» **ЗАДАНИЯ**:
[1] Объясните по отрывку о быте Донбасса, зачем из минометов стреляют с плеча. Ответ дайте в одном–трех предложениях.
[2] Продолжите отрывок о быте Донбасса, начиная сразу после его последнего предложения.
*** ОТРЫВОК ИЗ ИСТОЧНИКА
По утрам на газовой плите в эмалированных кастрюлях закипала вода для мытья. Конфорка зажигалась спичками — на коробке красная гвоздика. Последний раз я пользовался такими тридцать лет назад, еще в советские времена. Казалось бы, кто мешает привезти из Китая дешевые зажигалки, но консервативный быт Донбасса по возможности отторгает импортные штучки. Ковер на стене. Рукописные иконы. Тома русских классиков теснятся на полке серванта. Пулевая пробоина в оконном стекле заклеена скотчем. Окна легко дребезжат, сопровождая отдаленную перекличку минометов. Стреляют с плеча. Взрывную волну сейсмически не регистрируют приборы противника, и тот не может произвести ни наводку, ни корректировку.

Под окнами шумят поросшие сухим промерзшим бурьяном пустыри, к горизонту бежит рифленый бетонный забор с двумя рядами ржавой колючки. Минные поля за оградой тянутся до донецкого микрорайона «Спартак», руин аэропорта. Далее на восток — промерзшие развалины индустриальных сооружений, заброшенные хаты — люди бросали корм курам, отвязывали собак и, собрав нехитрый скарб, уходили из зоны боевых действий — опять заборы, сетка Рабица, колючая проволока, опять пустырь, ДНР, ЛНР… На другой стороне этого безграничного освещенного зеленоватым месяцем пустыря — Северная Корея.
******
*** МАТЕРИАЛ
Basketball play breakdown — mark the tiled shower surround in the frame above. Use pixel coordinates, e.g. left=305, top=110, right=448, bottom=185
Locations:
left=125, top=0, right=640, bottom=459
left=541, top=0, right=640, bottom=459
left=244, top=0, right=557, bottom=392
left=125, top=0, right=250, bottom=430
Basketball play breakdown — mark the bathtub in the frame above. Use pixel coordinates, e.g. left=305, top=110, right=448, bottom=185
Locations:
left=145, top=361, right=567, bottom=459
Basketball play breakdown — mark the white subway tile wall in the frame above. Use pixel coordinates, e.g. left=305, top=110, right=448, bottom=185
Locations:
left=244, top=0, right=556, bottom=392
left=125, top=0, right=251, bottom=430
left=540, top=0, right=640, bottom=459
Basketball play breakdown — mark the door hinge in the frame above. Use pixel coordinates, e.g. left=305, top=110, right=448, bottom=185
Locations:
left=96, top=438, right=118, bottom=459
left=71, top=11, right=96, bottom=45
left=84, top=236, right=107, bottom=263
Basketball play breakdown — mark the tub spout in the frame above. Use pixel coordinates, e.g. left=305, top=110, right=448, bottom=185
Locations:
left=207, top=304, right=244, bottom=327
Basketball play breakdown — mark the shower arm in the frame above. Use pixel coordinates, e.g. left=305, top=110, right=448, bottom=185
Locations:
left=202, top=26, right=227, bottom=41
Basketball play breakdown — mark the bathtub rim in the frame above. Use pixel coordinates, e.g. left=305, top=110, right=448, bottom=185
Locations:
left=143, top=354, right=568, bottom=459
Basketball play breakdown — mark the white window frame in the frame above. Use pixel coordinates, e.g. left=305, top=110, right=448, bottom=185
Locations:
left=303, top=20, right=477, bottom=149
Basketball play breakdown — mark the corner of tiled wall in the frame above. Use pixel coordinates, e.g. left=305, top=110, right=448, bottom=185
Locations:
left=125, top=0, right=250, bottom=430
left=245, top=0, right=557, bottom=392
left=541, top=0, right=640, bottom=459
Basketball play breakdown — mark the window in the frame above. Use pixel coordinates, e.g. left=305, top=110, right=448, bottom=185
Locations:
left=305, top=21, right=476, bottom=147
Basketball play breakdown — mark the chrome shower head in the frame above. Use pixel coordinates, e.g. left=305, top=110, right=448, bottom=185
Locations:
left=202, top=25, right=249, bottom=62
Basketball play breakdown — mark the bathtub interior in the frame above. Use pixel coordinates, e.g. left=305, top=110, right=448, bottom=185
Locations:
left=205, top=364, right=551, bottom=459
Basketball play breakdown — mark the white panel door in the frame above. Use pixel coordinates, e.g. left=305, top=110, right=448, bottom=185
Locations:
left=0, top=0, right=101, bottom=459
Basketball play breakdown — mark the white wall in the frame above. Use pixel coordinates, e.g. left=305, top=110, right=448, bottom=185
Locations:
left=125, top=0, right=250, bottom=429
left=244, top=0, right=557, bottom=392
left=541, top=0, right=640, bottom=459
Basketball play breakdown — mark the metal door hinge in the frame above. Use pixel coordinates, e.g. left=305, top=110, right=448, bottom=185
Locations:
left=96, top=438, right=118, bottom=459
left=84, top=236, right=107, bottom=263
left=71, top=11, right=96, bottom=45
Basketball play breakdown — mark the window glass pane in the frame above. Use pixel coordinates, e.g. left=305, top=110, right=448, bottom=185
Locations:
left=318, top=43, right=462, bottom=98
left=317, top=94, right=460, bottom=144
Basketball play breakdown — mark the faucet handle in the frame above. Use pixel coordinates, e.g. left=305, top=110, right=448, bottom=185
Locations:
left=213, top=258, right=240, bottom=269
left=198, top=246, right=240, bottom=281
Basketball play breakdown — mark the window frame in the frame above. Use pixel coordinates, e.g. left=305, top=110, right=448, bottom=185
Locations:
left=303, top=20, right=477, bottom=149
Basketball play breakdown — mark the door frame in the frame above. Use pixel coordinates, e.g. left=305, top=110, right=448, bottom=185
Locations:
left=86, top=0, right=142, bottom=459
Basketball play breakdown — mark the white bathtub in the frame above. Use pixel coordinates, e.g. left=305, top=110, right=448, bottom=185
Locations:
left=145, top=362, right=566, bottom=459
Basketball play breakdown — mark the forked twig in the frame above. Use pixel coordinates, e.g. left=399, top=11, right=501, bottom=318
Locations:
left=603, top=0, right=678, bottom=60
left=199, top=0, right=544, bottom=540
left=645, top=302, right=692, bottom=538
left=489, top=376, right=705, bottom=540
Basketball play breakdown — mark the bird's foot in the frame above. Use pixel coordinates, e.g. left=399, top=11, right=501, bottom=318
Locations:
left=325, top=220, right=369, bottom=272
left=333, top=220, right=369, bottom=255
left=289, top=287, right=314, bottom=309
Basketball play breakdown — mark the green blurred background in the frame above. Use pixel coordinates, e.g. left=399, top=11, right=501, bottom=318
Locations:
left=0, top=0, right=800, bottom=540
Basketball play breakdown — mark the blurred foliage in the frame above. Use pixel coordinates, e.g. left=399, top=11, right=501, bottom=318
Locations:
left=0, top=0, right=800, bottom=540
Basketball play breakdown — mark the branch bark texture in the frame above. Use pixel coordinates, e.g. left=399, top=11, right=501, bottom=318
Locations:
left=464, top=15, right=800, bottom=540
******
» **ОТВЕТЫ**:
[1] При стрельбе с плеча приборы противника не регистрируют взрывную волну сейсмически. Поэтому противник не может произвести ни наводку, ни корректировку.

[2]
Я ехал в Авдеевку навестить своих друзей. Познакомились мы этим летом под Берлином в бранденбургских лугах. Золотое июньское тепло разливается как медовый перевар. Крыша бывшей свинофермы раскалена. На одном из чердаков волонтеры проводят занятия с детьми из зоны боевых действий, на другом, разбитом на отсеки вагонкой и стружечной плитой, дети спят вповалку. За фермой строят сцену для оперы «Дидона и Эней». Детям туда нельзя — да они и не рвутся, кучкуются около туалетов в зоне досягаемости вайфая, каждый со своим гаджетом. Музыканты государственного оркестра конструируют с детьми музыкальные инструменты из канализационных труб, пластиковых ведер, лески, других стройматериалов. Гуделки, свистелки, сопелки звучат вразнобой. Многоголосый оркестр маленьких музыкантов. Ударных нет. От резких звуков дети падают на пол, потом поднимаются, смеются: «Мы думали, обстрел». Я помогал разрабатывать сюжет мультфильма, чтоб самим поставить: мальчик и девочка играли в мяч и случайно сбили звезду. В мультике звезда падает со свистящим звуком, такой издает фосфорная бомба. Поднимается ураган и уносит девочку в замок летучих мышей. Мальчик спасает её, конечно…

Прошло четыре месяца. Я соскучился по юным друзьям, да и они звали меня в гости. Мы решили вместе разрисовать одну из стен в их родном городе — прифронтовой Авдеевке.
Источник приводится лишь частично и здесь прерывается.